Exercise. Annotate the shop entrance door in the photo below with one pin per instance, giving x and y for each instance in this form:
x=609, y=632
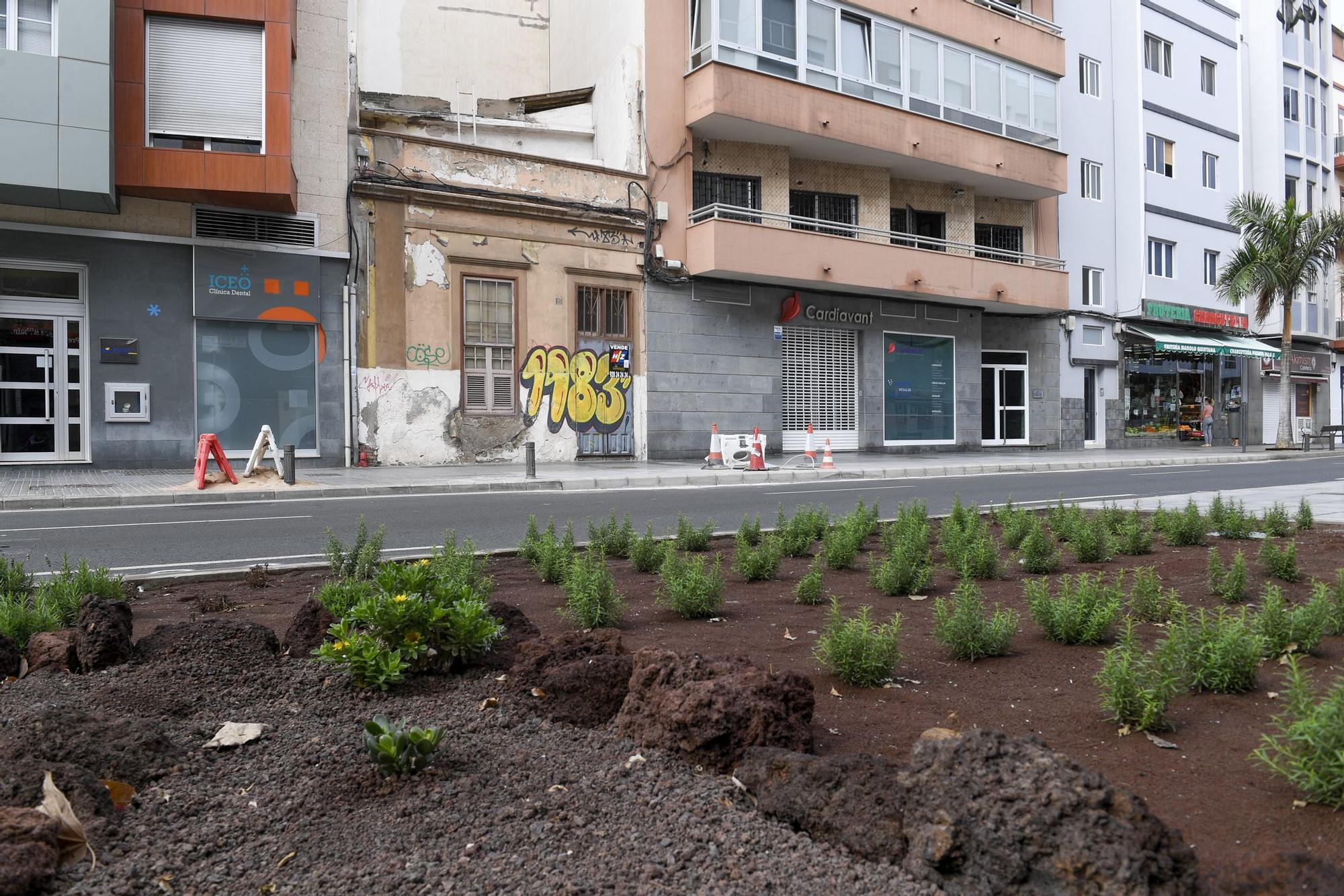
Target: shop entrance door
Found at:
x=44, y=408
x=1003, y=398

^^^^^^^^^^^^^^^^

TASK REQUIREMENTS:
Set the pictures aside and transcribe the data above exactly.

EXERCISE ANSWER:
Exercise. Annotate the shop entrance door in the photo below with one pin per instance, giving x and y for each instance in this form:
x=609, y=632
Target: shop entrance door
Found at:
x=44, y=408
x=1003, y=398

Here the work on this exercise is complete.